### OBJECTIVE
Collect every line of the data that contains the string "pink", matching case exactly.

### MATERIAL TO PROCESS
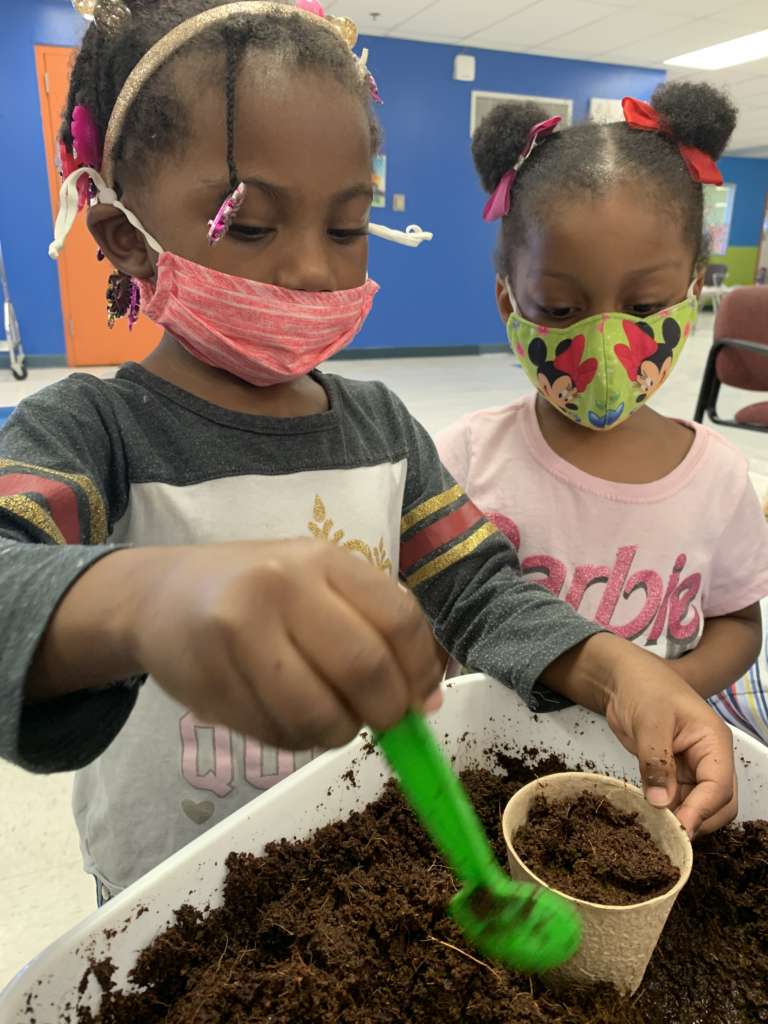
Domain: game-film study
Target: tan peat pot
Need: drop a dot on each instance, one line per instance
(617, 941)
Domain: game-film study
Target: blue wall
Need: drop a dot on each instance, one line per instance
(442, 293)
(751, 178)
(26, 226)
(438, 295)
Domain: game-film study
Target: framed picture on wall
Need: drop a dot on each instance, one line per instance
(481, 104)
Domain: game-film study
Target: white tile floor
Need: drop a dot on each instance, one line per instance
(43, 890)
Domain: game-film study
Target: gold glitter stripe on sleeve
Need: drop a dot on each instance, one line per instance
(36, 515)
(429, 507)
(451, 557)
(97, 532)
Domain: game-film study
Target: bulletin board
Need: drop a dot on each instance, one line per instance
(718, 215)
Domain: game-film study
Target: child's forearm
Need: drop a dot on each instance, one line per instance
(88, 642)
(728, 648)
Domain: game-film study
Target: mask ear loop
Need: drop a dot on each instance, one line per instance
(513, 302)
(68, 210)
(412, 237)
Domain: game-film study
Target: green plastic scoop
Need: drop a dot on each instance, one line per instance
(522, 926)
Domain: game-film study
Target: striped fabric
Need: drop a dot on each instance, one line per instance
(744, 705)
(438, 534)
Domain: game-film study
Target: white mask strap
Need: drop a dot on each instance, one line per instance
(511, 297)
(413, 236)
(68, 210)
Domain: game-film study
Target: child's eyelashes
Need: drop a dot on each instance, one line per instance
(559, 312)
(645, 308)
(562, 314)
(346, 236)
(249, 232)
(252, 232)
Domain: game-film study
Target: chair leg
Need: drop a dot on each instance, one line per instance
(710, 387)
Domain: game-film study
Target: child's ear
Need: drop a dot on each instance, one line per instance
(124, 247)
(502, 298)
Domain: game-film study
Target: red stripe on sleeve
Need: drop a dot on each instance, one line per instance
(59, 496)
(442, 531)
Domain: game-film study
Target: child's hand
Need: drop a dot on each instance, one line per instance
(684, 749)
(297, 643)
(294, 642)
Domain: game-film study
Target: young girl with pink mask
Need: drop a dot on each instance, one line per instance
(200, 557)
(648, 525)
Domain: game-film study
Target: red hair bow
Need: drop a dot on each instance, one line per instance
(700, 166)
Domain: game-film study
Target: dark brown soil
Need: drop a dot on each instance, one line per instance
(589, 848)
(349, 928)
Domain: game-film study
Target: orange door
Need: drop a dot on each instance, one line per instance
(82, 279)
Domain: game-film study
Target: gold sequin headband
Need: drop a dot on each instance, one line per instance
(176, 38)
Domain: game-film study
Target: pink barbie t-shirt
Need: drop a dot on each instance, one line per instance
(649, 561)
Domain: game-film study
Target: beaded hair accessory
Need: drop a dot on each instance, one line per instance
(102, 178)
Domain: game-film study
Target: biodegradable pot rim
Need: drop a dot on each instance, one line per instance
(614, 783)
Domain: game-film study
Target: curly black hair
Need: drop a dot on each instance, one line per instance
(589, 159)
(157, 123)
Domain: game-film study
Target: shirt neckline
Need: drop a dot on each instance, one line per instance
(312, 423)
(630, 493)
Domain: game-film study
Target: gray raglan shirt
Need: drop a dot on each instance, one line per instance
(87, 464)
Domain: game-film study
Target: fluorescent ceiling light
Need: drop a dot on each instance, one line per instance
(728, 54)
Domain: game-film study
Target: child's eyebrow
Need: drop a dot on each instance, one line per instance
(654, 268)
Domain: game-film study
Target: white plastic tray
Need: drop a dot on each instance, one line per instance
(476, 708)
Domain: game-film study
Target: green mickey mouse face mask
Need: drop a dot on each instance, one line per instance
(601, 370)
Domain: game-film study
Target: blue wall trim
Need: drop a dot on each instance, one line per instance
(26, 226)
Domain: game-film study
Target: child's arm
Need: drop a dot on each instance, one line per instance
(297, 643)
(729, 646)
(491, 619)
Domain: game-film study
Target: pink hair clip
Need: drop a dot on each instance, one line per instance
(311, 6)
(86, 151)
(228, 210)
(498, 204)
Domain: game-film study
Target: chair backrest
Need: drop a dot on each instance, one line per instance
(743, 316)
(716, 273)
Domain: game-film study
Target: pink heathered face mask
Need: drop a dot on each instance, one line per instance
(261, 333)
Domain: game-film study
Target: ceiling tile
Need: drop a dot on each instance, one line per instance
(657, 48)
(458, 18)
(390, 12)
(691, 8)
(752, 14)
(616, 30)
(541, 22)
(753, 89)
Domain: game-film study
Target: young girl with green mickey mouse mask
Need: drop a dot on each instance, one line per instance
(646, 524)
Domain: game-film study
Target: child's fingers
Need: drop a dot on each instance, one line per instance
(433, 701)
(295, 706)
(355, 659)
(394, 613)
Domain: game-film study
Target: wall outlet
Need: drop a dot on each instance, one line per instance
(465, 68)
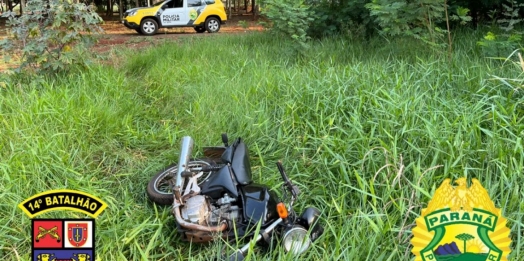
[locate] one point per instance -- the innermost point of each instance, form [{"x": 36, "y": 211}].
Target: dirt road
[{"x": 116, "y": 35}]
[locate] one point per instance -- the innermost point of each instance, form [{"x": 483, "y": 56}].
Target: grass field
[{"x": 366, "y": 129}]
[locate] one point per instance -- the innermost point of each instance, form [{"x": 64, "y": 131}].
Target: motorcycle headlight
[{"x": 296, "y": 240}]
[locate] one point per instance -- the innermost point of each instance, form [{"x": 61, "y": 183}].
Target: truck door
[{"x": 174, "y": 13}]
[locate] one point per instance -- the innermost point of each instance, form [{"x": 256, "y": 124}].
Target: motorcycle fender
[{"x": 310, "y": 219}]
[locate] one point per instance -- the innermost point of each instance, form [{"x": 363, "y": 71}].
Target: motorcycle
[{"x": 216, "y": 197}]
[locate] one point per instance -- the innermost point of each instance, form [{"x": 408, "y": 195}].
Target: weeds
[{"x": 367, "y": 131}]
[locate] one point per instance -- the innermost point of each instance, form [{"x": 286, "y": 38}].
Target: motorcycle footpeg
[
  {"x": 187, "y": 174},
  {"x": 237, "y": 256}
]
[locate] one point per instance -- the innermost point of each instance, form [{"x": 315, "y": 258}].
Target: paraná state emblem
[{"x": 461, "y": 223}]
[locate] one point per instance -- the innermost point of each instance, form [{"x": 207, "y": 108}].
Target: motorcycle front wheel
[{"x": 160, "y": 186}]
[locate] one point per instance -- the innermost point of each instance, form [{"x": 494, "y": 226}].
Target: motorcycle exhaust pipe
[
  {"x": 183, "y": 162},
  {"x": 188, "y": 225}
]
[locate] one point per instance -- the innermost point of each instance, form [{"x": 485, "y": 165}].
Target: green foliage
[
  {"x": 414, "y": 18},
  {"x": 50, "y": 35},
  {"x": 367, "y": 130},
  {"x": 333, "y": 17},
  {"x": 289, "y": 18},
  {"x": 505, "y": 38},
  {"x": 461, "y": 15}
]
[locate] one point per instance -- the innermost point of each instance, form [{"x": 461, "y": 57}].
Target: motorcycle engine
[{"x": 203, "y": 211}]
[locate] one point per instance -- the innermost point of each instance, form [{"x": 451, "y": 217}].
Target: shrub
[
  {"x": 290, "y": 18},
  {"x": 49, "y": 35}
]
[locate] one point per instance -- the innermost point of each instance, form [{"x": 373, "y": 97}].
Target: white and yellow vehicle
[{"x": 203, "y": 15}]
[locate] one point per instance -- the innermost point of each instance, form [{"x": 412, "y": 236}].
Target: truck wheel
[
  {"x": 148, "y": 26},
  {"x": 212, "y": 25},
  {"x": 200, "y": 29}
]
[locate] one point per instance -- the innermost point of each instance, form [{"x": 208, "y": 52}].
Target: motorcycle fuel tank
[
  {"x": 259, "y": 204},
  {"x": 219, "y": 183},
  {"x": 238, "y": 156}
]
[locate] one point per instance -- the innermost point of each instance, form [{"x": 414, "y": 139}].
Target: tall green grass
[{"x": 366, "y": 129}]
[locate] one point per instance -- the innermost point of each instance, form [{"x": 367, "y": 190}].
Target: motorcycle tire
[{"x": 157, "y": 186}]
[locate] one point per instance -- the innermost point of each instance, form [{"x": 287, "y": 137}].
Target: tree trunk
[
  {"x": 109, "y": 11},
  {"x": 120, "y": 10},
  {"x": 22, "y": 6}
]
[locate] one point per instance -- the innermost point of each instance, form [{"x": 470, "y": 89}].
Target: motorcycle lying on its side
[{"x": 216, "y": 196}]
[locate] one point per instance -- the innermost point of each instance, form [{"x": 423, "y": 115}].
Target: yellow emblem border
[
  {"x": 33, "y": 214},
  {"x": 459, "y": 202}
]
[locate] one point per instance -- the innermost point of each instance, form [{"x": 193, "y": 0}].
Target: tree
[{"x": 464, "y": 237}]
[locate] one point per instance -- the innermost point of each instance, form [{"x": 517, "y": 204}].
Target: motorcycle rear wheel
[{"x": 159, "y": 188}]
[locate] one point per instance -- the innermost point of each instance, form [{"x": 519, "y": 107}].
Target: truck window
[{"x": 194, "y": 3}]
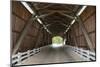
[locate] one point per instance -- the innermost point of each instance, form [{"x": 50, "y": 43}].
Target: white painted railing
[
  {"x": 86, "y": 54},
  {"x": 19, "y": 57}
]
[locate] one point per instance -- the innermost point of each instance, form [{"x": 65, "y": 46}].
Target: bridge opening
[{"x": 57, "y": 41}]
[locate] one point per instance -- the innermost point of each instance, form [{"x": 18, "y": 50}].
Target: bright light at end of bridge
[{"x": 57, "y": 45}]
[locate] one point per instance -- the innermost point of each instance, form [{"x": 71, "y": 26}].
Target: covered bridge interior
[{"x": 34, "y": 24}]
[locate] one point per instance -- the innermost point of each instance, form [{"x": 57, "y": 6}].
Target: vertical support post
[
  {"x": 85, "y": 33},
  {"x": 24, "y": 32},
  {"x": 19, "y": 58},
  {"x": 28, "y": 52}
]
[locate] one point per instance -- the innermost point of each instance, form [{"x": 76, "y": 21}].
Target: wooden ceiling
[{"x": 56, "y": 22}]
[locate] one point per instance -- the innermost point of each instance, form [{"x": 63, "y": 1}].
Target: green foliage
[{"x": 57, "y": 40}]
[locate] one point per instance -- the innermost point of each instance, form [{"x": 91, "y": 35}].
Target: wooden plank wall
[
  {"x": 89, "y": 20},
  {"x": 36, "y": 37}
]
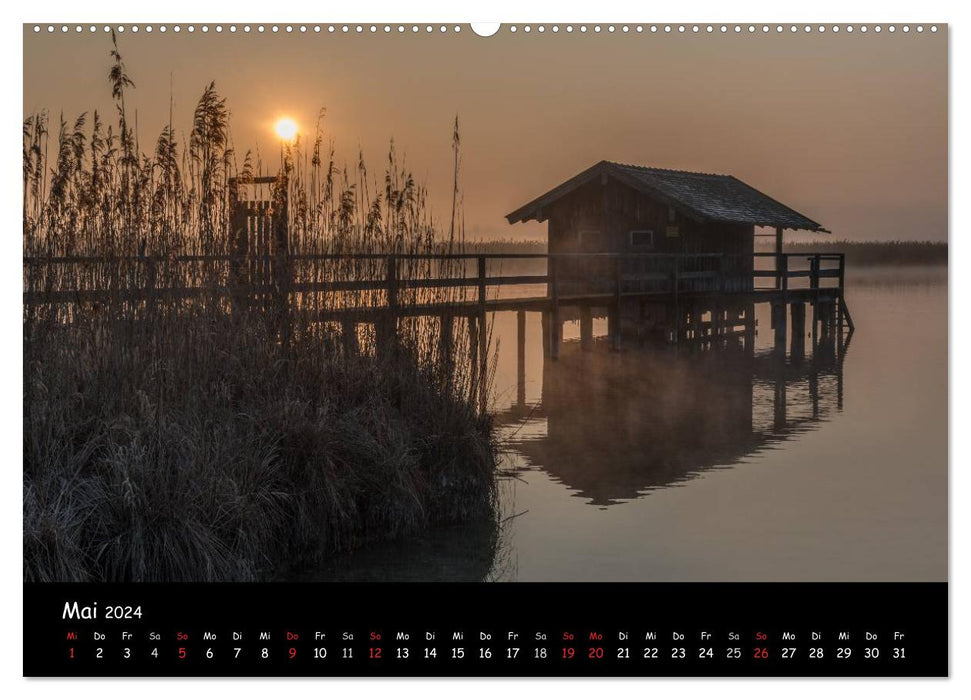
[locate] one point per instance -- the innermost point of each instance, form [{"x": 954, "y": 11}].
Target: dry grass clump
[{"x": 186, "y": 437}]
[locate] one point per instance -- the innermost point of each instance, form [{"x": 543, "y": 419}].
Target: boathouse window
[
  {"x": 587, "y": 237},
  {"x": 642, "y": 238}
]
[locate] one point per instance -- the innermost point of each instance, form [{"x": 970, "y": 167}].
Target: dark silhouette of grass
[{"x": 184, "y": 440}]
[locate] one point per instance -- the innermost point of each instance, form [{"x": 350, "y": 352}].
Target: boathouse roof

### TASK RESPONSE
Target: young girl with pink mask
Target: pink barbie t-shirt
Target: pink hair clip
Target: pink heathered face mask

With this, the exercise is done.